DIRECTIVE: Output the entries in the stretch from the line containing "the white car" through the line containing "x=92, y=109" as a two-column CSV, with columns named instruction and answer and one row per entry. Quote every field and replace line breaks within a field with spaces.

______

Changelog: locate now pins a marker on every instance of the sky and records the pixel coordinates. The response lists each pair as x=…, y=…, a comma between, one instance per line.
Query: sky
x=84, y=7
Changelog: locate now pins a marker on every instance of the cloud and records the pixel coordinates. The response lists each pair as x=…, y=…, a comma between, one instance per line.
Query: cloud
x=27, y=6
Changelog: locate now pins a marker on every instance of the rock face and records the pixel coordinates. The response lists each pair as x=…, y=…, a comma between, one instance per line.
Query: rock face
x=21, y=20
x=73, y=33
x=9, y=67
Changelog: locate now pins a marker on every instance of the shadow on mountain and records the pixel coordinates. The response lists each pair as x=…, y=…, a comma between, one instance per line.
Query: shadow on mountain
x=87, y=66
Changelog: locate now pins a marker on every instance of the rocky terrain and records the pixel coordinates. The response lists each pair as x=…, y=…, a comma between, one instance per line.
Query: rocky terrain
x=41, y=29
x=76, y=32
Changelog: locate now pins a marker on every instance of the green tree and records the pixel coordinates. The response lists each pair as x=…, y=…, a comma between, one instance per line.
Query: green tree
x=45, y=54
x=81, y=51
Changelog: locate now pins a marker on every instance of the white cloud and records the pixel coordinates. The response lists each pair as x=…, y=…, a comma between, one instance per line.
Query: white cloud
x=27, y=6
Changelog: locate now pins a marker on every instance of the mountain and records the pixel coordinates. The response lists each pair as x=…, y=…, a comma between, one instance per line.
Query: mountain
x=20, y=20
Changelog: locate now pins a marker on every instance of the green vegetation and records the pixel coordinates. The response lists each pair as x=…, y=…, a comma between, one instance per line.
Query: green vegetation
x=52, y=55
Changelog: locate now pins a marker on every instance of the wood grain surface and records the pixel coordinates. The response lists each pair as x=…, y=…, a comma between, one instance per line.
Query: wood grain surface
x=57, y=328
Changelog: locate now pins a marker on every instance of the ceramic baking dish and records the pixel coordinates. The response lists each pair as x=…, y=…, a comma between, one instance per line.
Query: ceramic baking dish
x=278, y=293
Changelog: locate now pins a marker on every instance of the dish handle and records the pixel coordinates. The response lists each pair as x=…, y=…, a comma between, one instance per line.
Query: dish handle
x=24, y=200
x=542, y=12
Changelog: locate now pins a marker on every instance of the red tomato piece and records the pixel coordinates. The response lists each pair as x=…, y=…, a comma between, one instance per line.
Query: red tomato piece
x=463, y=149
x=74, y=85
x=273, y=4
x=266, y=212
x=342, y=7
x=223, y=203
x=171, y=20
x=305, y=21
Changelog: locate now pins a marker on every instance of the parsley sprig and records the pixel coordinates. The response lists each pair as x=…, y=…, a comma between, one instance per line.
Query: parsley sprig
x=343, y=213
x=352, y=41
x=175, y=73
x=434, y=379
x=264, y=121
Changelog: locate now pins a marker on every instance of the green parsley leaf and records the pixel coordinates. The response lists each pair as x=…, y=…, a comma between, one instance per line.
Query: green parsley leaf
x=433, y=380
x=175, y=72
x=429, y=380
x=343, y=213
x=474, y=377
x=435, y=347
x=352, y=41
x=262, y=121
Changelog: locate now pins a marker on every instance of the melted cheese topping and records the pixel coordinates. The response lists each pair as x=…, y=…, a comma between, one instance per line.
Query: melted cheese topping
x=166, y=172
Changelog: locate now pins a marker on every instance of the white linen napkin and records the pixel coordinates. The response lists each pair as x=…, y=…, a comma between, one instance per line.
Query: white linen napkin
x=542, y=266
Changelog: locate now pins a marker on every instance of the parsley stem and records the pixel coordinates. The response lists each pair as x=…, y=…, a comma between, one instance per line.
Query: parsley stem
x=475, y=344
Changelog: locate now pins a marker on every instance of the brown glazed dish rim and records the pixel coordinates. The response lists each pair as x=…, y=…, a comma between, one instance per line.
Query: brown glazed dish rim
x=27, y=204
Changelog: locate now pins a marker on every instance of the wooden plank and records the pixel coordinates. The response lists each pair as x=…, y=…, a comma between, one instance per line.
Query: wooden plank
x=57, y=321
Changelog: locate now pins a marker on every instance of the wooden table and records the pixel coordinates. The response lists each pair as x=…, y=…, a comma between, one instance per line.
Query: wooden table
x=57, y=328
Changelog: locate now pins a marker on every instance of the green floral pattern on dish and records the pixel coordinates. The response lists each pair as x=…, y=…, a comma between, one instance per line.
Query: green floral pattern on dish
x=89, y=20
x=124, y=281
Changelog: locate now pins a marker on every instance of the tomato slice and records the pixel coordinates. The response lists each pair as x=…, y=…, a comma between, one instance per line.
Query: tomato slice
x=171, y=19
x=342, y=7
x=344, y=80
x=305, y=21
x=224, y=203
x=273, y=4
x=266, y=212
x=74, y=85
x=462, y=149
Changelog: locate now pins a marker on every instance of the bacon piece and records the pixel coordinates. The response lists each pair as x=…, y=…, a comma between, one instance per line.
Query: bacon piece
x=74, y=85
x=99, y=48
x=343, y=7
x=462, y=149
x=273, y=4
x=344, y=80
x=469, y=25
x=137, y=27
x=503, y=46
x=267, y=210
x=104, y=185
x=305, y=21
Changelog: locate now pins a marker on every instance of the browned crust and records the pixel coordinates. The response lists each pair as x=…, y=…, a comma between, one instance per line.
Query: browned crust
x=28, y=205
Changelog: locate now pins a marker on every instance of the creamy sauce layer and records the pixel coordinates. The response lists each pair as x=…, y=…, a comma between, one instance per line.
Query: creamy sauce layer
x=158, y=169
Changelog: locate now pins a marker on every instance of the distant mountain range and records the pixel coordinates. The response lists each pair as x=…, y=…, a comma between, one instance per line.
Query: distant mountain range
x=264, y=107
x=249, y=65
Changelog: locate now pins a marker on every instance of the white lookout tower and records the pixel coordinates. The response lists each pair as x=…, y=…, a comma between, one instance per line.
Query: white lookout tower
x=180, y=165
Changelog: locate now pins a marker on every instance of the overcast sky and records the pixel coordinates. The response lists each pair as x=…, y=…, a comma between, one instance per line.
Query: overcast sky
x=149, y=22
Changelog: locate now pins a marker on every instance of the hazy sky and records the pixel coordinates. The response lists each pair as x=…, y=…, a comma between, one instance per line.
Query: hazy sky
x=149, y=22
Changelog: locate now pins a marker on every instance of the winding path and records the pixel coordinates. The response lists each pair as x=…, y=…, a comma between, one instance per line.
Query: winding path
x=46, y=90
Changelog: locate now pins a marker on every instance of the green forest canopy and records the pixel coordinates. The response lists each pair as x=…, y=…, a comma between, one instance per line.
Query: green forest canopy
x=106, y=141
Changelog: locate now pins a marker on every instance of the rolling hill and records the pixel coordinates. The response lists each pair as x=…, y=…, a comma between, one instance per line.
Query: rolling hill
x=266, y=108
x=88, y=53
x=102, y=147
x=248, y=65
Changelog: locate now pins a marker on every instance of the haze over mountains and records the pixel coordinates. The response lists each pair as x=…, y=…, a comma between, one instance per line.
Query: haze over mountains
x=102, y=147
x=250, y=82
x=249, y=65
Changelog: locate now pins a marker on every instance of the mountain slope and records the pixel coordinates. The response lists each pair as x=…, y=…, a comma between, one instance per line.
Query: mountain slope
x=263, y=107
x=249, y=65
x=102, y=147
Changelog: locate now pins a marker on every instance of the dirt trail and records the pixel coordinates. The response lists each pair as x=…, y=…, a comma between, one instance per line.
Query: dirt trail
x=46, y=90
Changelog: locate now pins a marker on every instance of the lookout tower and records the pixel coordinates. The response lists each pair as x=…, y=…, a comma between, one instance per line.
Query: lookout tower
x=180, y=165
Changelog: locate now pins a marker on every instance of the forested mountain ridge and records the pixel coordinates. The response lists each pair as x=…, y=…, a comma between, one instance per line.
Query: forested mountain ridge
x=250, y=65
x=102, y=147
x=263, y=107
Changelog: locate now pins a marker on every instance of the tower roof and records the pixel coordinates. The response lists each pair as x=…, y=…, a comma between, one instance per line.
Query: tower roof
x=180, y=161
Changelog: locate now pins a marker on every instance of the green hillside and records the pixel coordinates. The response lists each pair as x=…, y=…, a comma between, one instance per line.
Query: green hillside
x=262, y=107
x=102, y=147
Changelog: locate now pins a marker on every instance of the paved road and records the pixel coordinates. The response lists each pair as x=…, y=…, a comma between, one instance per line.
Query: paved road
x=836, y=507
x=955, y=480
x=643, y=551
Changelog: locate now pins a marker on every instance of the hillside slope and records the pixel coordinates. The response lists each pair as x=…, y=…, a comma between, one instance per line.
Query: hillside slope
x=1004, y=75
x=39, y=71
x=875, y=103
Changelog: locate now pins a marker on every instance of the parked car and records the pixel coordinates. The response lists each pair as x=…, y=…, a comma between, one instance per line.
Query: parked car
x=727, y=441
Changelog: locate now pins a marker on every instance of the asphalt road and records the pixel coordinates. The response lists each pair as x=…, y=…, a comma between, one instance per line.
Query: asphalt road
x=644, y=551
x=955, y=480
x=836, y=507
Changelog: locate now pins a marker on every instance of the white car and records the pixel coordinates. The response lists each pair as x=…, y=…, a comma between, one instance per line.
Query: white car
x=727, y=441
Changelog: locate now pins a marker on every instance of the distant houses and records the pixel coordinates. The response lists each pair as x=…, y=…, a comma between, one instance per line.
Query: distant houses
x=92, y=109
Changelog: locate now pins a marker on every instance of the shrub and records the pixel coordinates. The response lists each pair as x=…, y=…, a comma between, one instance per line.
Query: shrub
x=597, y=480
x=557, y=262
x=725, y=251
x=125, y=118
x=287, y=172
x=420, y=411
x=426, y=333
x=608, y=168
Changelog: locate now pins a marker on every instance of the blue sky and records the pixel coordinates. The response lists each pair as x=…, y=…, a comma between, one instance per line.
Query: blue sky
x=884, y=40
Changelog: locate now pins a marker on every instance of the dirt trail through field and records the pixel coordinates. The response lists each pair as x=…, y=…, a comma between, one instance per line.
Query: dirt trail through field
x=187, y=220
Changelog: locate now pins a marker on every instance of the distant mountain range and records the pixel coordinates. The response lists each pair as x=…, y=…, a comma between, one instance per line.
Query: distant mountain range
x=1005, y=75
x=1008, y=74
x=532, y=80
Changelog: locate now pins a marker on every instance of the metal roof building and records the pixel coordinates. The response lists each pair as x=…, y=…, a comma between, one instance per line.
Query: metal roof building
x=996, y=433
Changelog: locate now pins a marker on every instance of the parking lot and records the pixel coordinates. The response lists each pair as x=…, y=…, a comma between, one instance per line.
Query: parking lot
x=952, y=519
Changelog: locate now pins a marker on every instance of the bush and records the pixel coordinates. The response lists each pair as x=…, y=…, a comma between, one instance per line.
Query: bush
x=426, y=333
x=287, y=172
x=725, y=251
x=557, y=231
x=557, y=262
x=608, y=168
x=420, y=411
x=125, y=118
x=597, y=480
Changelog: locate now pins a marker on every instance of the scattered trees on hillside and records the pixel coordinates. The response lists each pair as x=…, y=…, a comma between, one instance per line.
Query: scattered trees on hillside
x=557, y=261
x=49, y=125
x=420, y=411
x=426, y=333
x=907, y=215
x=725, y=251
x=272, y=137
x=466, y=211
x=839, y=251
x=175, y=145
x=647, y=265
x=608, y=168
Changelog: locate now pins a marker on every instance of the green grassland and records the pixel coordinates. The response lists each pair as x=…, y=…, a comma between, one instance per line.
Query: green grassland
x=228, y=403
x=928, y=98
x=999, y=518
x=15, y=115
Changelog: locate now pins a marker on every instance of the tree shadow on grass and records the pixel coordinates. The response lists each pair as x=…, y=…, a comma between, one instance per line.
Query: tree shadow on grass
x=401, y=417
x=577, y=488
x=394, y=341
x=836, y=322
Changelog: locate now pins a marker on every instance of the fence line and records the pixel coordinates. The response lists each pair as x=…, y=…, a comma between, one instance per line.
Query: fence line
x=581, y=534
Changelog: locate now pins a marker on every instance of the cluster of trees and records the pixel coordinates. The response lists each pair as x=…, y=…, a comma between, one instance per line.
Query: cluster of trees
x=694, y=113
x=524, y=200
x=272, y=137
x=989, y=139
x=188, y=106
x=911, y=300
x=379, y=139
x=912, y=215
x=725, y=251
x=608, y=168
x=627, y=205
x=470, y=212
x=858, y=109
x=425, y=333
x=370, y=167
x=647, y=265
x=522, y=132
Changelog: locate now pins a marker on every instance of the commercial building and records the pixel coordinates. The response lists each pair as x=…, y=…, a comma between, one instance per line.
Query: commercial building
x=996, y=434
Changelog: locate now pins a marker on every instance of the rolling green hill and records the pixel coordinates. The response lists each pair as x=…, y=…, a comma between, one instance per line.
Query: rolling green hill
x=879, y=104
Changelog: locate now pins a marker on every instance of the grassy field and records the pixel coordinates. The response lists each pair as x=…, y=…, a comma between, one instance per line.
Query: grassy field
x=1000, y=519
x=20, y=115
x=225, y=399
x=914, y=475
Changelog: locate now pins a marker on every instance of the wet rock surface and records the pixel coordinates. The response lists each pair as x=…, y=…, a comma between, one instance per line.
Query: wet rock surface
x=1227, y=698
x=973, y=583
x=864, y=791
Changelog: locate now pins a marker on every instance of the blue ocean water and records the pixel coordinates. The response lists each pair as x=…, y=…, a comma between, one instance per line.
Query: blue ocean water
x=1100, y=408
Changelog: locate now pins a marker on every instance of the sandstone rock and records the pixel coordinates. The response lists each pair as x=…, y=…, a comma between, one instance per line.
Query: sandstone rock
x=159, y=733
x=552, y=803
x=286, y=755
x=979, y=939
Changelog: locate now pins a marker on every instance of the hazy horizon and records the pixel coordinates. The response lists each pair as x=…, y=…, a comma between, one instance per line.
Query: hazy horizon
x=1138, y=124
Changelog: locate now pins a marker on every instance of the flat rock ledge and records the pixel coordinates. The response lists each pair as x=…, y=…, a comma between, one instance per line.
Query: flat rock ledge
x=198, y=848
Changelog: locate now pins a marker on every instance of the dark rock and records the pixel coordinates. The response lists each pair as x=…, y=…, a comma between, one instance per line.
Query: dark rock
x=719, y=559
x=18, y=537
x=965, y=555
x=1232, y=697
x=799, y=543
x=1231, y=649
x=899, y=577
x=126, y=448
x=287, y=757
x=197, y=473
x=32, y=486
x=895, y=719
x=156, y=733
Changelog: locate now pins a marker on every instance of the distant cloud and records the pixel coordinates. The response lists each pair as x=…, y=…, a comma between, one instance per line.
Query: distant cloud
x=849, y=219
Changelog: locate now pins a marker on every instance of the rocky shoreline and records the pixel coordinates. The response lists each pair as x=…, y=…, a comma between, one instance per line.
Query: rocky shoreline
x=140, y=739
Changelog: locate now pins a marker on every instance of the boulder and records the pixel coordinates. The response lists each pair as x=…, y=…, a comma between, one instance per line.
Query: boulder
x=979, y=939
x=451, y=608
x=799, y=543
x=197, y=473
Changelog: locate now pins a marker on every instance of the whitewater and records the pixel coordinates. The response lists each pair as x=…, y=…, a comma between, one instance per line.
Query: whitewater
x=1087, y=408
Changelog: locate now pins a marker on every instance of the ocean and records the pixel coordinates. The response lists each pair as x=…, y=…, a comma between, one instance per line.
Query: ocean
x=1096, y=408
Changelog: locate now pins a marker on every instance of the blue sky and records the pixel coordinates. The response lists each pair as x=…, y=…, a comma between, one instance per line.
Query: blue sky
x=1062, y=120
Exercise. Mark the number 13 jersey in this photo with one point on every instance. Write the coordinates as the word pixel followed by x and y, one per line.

______

EXERCISE RESPONSE:
instruction,answer
"Changelog: locate now pins a marker on every instance of the white car and records the pixel coordinates. The response lists each pair as x=…, y=…, a comma between, one instance per line. Query: white car","x=727, y=441"
"Changelog: locate now pins a marker on every instance of the distant houses and records the pixel coordinates. The response lists each pair as x=…, y=…, a comma between, one instance per line. Query: distant houses","x=92, y=109"